**Trecho:**
O Compromisso Prático de Melhorar a Si Mesmo
Carlos Cardoso Aveline
Considera-se em geral que a vitalidade do movimento esotérico ou teosófico depende da pureza do compromisso dos seus membros, que em alguns casos envolve diretamente a alma do indivíduo e invoca a sua relação com a lei da justiça universal.
Se essa ideia é correta, sempre que quisermos discutir e avaliar a real força do movimento esotérico será necessário examinar a vitalidade dos compromissos e intenções dos teosofistas, começando pelo nosso próprio exemplo. Os votos podem ser formais ou informais, isso não importa.
Samuel Pufendorf afirma que “um juramento é feito para dar um forte apoio à nossa fala e a todas as ações que envolvem a fala”, porque “é uma afirmação religiosa, pela qual renunciamos ao nosso direito” à compaixão divina, e “chamamos pelo castigo divino se não estivermos falando a verdade”.[1]
“Um juramento”, diz ele, “faz com que se acredite que há sinceridade ao invocar uma testemunha e um juiz severo” – o nosso eu superior, um instrutor divino, a lei universal. Achamos difícil acreditar que alguém possa ser tão materialista que evoca para si mesmo – se podemos usar termos teosóficos – a retribuição negativa da lei universal.
No entanto, afirma Pufendorf, não há uma compulsão real em um voto feito diante de uma divindade na qual não se acredita, e pela qual não há nem medo nem respeito. [2] O compromisso só será real se for feito enquanto evocamos como testemunha alguma forma de inteligência divina na qual sinceramente acreditamos.
Pufendorf acrescenta:
“Esta é também a razão pela qual, se o indivíduo jura por falsos deuses que considera deuses autênticos, ele está indubitavelmente comprometido pelo voto, e se quebrar o seu compromisso estará de fato cometendo perjúrio. Porque era a noção geral da divindade que ele tinha diante de si, sob qualquer forma externa particular; e portanto, ao cometer conscientemente perjúrio ele destrói, no que depende dele, a reverência [que deve haver diante do mundo divino].” [3]
Como poderíamos explicar então o fato de que desde os anos 1880 muitos teosofistas romperam a promessa interior feita a si mesmos, embora ao fazê-la tenham invocado a presença secreta da Lei universal, e dos seus próprios níveis superiores de consciência?

**Suas tarefas:**
1. Transcreva do trecho sobre o compromisso de melhorar a si mesmo a parte que vai de "O Compromisso Prático" a "isso não importa.".
2. Prossiga o trecho sobre o compromisso de melhorar a si mesmo a partir da última frase apresentada.
As entradas não têm relação alguma com o trecho sobre o compromisso de melhorar a si mesmo.

**Dados:**
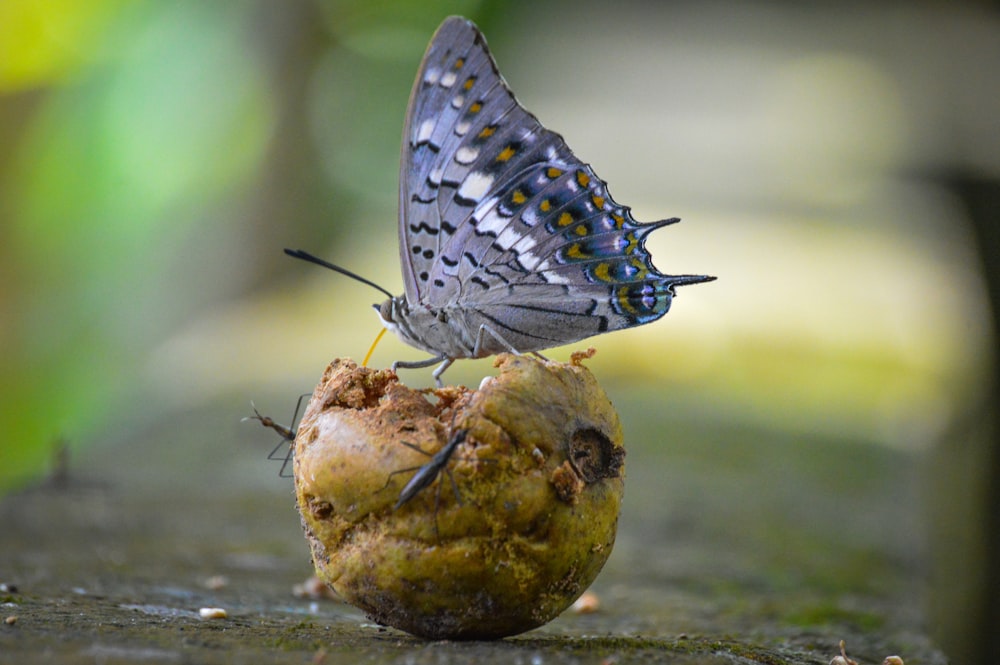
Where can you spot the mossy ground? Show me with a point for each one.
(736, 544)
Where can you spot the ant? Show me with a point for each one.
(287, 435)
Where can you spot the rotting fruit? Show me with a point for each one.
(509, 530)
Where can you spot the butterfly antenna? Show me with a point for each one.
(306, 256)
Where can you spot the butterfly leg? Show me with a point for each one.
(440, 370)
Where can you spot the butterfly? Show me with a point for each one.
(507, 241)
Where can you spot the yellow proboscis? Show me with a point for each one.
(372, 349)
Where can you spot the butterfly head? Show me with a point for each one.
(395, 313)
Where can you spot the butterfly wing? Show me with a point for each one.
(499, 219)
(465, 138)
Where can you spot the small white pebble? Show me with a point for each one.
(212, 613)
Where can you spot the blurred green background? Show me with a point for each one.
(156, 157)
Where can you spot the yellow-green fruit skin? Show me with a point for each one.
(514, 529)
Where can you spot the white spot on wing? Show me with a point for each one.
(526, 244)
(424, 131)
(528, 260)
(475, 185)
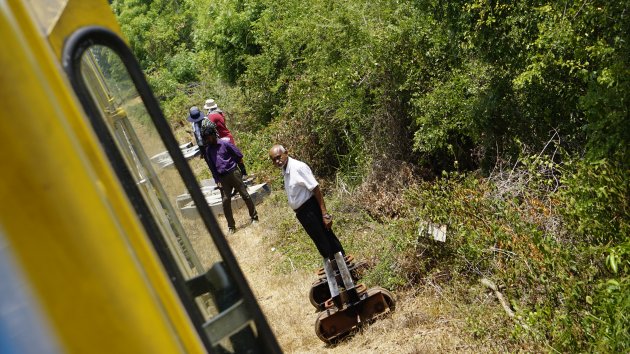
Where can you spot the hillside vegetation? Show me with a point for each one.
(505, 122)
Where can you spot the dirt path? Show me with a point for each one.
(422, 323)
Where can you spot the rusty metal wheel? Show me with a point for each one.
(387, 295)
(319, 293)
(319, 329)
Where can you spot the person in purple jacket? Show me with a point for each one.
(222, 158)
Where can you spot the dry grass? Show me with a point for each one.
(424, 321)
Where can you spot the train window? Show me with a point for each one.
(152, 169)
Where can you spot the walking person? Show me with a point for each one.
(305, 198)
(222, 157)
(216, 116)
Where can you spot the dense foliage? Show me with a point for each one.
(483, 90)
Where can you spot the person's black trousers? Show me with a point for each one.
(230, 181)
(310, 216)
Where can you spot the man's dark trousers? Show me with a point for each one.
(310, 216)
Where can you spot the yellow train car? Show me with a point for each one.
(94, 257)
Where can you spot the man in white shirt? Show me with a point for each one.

**Lista de respostas:**
1.
O Compromisso Prático de Melhorar a Si Mesmo
Carlos Cardoso Aveline
Considera-se em geral que a vitalidade do movimento esotérico ou teosófico depende da pureza do compromisso dos seus membros, que em alguns casos envolve diretamente a alma do indivíduo e invoca a sua relação com a lei da justiça universal.
Se essa ideia é correta, sempre que quisermos discutir e avaliar a real força do movimento esotérico será necessário examinar a vitalidade dos compromissos e intenções dos teosofistas, começando pelo nosso próprio exemplo. Os votos podem ser formais ou informais, isso não importa.

2.
Em tais circunstâncias, talvez seja inevitável deduzir que eles não acreditavam de fato na Lei, e não tinham uma ligação consciente suficientemente forte com os seus próprios eus superiores. Como resultado, o compromisso não tinha valor real, ou valor prático, para eles.
A vida é um professor severo. Não há dúvida sobre isso. No entanto os fracassos sempre podem ser curados, enquanto houver sinceridade consigo mesmo. E ainda quando o cenário de curto prazo for desfavorável, cabe lembrar que outras oportunidades se apresentarão em vidas futuras.
A Substância de um Compromisso
Para que sejam reais, o juramento, o voto e a palavra de honra devem ser pronunciados com uma intenção deliberada, afirma Pufendorf.
“…O cidadão certamente não fica ligado a um juramento”, acrescenta o pensador alemão, “se ele apenas o enuncia ao lê-lo ou pronuncia as suas palavras (na primeira pessoa do singular) na presença de outro indivíduo. Mas aquele que faz o procedimento externo de assumir seriamente um compromisso estará com certeza ligado ao voto por uma obrigação, seja o que for que estivesse passando pela sua cabeça enquanto ele assumia o compromisso. Porque toda a utilidade do voto na vida humana seria destruída, e desapareceriam todos os meios de alguém comprometer-se a uma obrigação pelo uso de palavras e símbolos, se uma tácita atitude de reserva pudesse evitar que a ação produzisse aqueles efeitos que é realizada para provocar.”
Pufendorf diz que os votos não criam qualquer obrigação nova, ou adicional. Funcionam como reforço de alguma obrigação que deve ser válida em si mesma. Nenhum voto de cometer ações erradas é legítimo. O efeito de um compromisso solene é anulado se o peregrino descobre que a ação a ser feita é fraudulenta, desonesta, ou moralmente errada.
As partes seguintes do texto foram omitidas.